++++ MATERIAL SHOWN

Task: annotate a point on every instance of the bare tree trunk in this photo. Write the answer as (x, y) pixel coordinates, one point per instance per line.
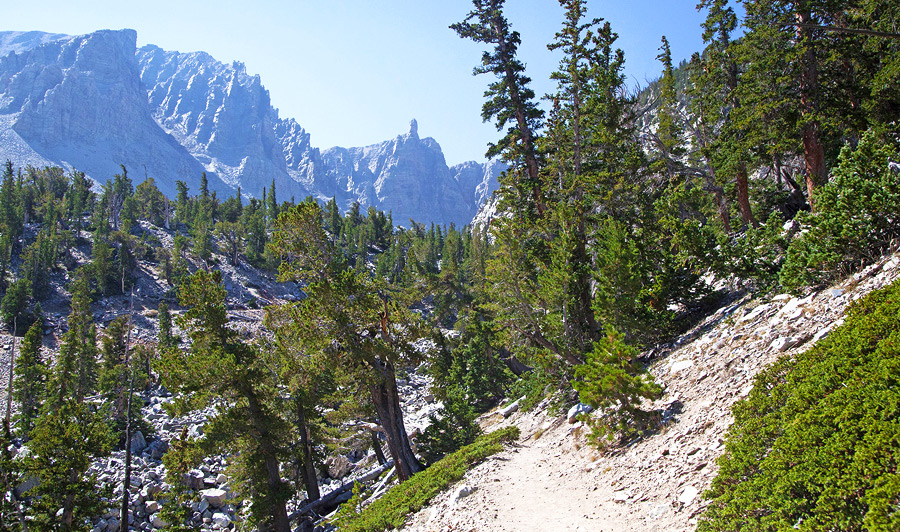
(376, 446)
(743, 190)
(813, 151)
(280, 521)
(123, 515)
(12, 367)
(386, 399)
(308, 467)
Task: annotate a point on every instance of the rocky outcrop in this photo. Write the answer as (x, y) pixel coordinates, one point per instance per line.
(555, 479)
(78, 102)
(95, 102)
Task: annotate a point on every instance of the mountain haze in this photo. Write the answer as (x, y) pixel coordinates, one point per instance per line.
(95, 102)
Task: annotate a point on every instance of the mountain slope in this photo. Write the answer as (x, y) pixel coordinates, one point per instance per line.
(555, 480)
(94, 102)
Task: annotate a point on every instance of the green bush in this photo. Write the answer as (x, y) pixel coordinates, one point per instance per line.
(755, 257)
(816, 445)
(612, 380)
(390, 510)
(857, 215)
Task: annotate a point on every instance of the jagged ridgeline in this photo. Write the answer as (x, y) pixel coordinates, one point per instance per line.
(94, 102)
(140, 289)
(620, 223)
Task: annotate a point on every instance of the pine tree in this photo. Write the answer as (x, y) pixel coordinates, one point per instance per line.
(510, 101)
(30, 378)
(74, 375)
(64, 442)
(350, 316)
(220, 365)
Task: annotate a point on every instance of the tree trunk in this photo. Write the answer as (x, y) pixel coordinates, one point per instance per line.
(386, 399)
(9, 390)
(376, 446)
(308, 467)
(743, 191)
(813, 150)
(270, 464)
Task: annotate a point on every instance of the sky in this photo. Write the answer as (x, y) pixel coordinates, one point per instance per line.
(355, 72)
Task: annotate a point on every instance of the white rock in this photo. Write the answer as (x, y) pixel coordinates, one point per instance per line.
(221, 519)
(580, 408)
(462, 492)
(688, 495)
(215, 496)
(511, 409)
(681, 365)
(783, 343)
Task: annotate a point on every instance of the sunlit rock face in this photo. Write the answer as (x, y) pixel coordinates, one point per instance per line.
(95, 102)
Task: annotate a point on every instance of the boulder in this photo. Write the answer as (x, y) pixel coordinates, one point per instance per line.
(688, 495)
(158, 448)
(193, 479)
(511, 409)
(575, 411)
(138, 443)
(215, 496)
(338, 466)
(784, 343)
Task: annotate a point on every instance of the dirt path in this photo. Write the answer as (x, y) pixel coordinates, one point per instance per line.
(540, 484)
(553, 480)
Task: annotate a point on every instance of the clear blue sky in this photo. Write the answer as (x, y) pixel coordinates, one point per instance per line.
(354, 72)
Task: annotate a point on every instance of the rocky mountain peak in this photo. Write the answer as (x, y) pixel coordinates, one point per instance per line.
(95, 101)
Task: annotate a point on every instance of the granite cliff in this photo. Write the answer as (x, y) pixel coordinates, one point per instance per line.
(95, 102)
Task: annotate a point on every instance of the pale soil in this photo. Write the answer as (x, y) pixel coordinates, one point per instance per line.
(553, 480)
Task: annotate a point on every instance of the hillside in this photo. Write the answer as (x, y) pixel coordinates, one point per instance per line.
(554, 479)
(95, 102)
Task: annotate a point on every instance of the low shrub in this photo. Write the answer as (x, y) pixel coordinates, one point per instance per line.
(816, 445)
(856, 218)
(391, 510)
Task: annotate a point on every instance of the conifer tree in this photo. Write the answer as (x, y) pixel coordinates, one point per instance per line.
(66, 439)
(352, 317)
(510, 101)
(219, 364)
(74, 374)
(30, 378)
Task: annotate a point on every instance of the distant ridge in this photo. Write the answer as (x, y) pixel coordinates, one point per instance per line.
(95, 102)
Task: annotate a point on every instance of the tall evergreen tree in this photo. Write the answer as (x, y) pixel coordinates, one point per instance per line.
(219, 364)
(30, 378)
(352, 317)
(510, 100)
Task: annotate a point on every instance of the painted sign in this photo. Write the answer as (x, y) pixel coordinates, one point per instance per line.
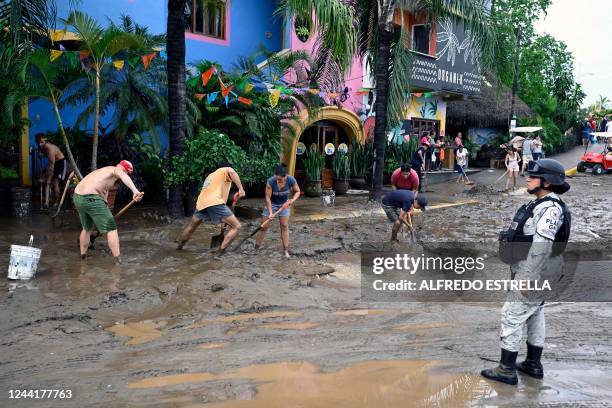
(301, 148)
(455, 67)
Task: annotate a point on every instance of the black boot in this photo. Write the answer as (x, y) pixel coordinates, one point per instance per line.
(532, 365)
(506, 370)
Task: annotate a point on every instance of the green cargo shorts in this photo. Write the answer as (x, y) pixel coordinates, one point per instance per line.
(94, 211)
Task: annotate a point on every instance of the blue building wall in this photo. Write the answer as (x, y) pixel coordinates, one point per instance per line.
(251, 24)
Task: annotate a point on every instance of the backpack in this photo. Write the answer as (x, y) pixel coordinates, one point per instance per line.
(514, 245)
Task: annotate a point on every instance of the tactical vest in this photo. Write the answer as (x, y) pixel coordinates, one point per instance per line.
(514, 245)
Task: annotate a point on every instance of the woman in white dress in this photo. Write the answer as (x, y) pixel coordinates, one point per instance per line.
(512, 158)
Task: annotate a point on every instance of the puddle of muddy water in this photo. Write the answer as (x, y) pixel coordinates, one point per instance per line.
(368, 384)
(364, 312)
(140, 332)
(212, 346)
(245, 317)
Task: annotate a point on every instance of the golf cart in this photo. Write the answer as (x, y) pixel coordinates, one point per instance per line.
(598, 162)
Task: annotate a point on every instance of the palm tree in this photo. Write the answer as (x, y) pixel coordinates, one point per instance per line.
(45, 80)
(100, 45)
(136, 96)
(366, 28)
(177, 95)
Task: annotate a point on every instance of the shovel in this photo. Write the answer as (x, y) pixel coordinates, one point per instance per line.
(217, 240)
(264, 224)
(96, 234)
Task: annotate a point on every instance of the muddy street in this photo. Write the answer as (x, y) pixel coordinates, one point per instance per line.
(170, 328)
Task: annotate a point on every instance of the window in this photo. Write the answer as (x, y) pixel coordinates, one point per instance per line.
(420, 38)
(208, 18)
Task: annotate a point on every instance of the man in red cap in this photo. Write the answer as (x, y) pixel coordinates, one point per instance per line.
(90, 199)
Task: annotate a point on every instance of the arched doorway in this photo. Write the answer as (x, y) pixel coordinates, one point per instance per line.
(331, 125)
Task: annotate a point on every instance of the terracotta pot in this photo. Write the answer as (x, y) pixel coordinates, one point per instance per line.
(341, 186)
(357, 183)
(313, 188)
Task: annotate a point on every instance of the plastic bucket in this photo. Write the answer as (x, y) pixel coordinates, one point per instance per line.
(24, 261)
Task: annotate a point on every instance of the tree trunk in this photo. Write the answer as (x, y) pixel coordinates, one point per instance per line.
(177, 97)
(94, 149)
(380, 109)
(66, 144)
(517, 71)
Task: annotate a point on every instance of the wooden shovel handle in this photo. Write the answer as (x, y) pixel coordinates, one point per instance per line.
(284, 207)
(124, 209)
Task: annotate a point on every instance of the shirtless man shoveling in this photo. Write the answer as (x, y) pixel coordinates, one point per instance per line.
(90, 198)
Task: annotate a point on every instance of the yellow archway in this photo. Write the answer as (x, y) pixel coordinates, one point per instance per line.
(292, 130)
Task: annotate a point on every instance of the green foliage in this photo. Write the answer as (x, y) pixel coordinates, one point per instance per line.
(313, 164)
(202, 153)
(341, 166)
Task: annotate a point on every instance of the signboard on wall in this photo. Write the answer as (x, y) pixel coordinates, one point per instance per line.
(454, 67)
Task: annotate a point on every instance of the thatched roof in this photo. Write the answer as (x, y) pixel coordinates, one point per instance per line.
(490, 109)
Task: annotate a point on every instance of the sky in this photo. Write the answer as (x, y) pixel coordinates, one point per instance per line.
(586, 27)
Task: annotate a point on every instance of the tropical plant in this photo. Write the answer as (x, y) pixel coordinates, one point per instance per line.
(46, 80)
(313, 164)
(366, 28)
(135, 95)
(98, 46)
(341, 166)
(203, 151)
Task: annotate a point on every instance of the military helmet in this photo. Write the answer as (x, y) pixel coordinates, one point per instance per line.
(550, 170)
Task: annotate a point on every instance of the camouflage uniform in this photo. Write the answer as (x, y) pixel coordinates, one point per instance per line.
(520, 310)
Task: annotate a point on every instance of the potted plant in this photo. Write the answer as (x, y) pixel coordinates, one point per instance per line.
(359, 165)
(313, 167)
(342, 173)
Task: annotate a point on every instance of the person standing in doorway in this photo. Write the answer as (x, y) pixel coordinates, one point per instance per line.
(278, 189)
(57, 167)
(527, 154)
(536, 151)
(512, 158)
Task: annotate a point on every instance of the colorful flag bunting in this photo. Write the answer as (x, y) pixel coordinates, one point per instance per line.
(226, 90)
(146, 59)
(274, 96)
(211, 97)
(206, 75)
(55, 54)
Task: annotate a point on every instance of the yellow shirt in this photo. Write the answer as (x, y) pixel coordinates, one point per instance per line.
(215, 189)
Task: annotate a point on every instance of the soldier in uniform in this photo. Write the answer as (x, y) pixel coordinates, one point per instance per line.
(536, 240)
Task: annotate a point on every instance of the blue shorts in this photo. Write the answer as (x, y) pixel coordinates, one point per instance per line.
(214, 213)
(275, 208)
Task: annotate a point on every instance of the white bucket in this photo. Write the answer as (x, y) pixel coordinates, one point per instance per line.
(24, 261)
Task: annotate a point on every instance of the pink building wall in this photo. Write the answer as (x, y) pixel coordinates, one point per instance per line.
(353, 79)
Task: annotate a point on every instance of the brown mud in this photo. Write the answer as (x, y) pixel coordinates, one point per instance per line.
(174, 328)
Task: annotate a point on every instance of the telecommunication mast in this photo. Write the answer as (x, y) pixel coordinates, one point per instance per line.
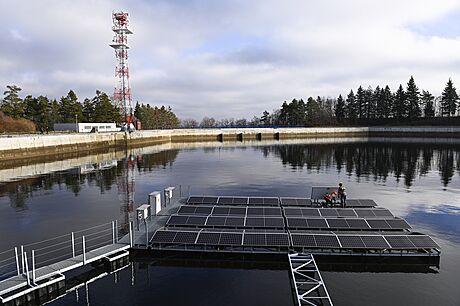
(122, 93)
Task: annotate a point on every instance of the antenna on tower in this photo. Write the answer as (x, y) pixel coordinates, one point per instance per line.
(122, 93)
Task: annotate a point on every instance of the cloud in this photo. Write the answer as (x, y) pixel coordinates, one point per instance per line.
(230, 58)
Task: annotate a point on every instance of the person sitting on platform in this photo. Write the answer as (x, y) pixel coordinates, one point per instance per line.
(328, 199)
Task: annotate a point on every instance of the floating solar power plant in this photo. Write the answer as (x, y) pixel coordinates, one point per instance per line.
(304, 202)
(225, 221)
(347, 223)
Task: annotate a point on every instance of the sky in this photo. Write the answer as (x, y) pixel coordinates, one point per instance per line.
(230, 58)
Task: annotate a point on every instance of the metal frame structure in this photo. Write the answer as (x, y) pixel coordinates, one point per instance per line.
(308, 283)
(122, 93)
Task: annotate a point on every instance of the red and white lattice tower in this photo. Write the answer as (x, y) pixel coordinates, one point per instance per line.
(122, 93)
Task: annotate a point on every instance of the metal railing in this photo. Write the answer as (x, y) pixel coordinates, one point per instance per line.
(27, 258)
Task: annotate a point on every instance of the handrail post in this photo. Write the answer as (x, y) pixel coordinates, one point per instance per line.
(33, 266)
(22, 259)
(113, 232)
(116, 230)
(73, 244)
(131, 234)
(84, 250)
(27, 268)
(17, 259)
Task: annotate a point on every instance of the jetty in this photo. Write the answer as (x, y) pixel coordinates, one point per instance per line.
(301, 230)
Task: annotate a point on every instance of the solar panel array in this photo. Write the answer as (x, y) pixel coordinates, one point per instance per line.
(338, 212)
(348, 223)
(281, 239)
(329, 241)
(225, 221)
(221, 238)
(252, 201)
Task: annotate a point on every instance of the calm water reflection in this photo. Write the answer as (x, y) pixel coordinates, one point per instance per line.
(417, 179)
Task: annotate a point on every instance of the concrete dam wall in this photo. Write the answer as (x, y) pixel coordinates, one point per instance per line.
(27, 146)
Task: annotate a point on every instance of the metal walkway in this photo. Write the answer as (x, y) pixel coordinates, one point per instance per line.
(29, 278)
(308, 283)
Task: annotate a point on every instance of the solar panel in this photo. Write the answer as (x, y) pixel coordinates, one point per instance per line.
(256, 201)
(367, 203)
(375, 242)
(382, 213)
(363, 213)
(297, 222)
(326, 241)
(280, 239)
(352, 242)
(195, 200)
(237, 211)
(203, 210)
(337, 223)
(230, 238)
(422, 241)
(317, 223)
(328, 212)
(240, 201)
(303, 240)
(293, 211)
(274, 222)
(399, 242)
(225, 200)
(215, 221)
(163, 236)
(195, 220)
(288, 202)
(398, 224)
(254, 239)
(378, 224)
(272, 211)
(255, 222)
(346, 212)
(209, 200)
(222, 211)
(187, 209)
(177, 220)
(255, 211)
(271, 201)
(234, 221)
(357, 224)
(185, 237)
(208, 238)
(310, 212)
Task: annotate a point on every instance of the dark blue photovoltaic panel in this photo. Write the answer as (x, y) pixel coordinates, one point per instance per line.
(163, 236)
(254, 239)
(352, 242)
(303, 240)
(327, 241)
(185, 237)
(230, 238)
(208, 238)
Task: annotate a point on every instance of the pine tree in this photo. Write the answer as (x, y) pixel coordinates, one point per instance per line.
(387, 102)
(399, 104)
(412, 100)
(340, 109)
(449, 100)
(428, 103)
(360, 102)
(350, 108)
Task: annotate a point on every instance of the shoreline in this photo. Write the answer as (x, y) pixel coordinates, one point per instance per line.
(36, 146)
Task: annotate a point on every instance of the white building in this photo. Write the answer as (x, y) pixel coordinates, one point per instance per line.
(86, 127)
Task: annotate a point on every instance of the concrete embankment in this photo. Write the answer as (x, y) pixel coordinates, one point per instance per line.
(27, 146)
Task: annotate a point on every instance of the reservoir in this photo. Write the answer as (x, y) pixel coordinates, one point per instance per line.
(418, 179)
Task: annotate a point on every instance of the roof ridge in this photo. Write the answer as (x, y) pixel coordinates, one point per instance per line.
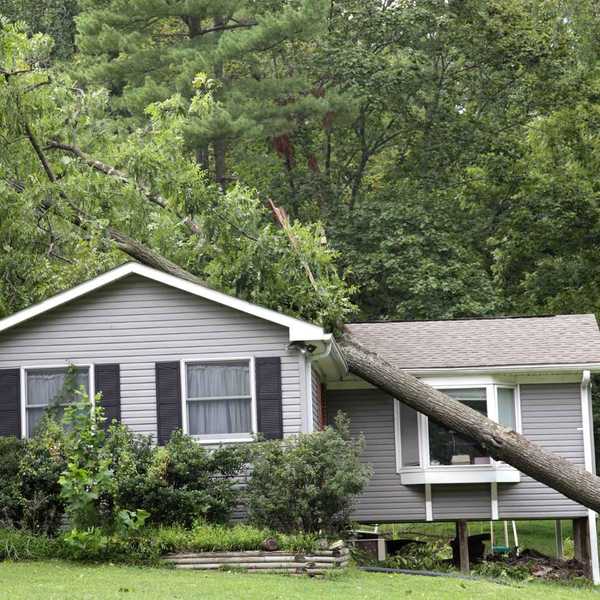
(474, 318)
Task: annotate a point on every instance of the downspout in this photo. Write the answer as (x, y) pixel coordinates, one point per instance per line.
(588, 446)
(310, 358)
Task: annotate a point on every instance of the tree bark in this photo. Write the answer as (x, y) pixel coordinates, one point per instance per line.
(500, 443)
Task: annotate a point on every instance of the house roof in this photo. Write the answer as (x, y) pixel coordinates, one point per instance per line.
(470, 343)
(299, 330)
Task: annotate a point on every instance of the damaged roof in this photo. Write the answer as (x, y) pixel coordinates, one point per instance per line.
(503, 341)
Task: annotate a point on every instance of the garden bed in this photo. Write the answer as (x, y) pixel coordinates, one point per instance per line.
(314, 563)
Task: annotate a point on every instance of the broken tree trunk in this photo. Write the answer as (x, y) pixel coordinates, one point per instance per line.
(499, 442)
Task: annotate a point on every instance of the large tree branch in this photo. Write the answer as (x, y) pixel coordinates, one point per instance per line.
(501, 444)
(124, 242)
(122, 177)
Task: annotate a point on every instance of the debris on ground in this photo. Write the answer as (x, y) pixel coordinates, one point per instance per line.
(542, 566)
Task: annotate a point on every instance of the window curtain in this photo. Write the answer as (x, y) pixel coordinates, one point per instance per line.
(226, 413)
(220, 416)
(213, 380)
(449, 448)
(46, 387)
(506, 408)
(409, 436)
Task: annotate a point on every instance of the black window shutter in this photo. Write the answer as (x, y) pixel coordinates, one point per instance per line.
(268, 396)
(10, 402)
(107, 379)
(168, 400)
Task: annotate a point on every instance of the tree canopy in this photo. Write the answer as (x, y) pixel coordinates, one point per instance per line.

++++++++

__EXERCISE AIM__. Write out only what runs from the line holding "Task: annotate a point on every instance of the tree bark" through the last line of the records, exactly as shown.

__WRITTEN SOLUTION__.
Task: annotate a point on every instance of the tree bark in this photo. Write the answer as (x, y) pixel coordinates, one point per instance per line.
(500, 443)
Task: annotate a point on every instance of the house roof in this photo. Write the answer as (x, y) pixel coordinates, one point per instance per line.
(470, 343)
(299, 330)
Task: annotate a point on every instance of the damaged roof in this photo. Write the answer as (x, y) pixel coordinates, one point per instance per line.
(503, 341)
Task: annotate a point on every instance of the garden bed in this photo. Write the answer as (x, y) pixel coordinates, one point per instance per line.
(314, 563)
Task: annotate a point on every instance of the broken tree trunk in this photo. Write the answer as (x, y) pixel coordinates, one point per instance per line.
(499, 442)
Task: annotate a point on every instance of the large tree branch in this photo. Write the answer as (x, y) pixel coordinates, one point per instance per line.
(501, 444)
(124, 242)
(122, 177)
Task: annotate a point on every instance of the debris on ground in this photo. Write the answer as (x, y) pixel coordinates, one point per instance per line.
(542, 566)
Task: annotate a point on every instance of the window curtain in this photo. Write the answer as (x, y) pixel coordinates, one point per instance per line.
(226, 413)
(220, 416)
(213, 380)
(449, 448)
(46, 387)
(506, 408)
(409, 436)
Task: annotate a point on every instance of the black window shutter in this photo. Write the answer as (x, y) pixel coordinates, one point per instance per line.
(268, 396)
(10, 402)
(107, 379)
(168, 400)
Task: annotate a point on every instance of the tree canopy in this photo. Write the answer as (x, y) pixel coordinates, one point per instance per line.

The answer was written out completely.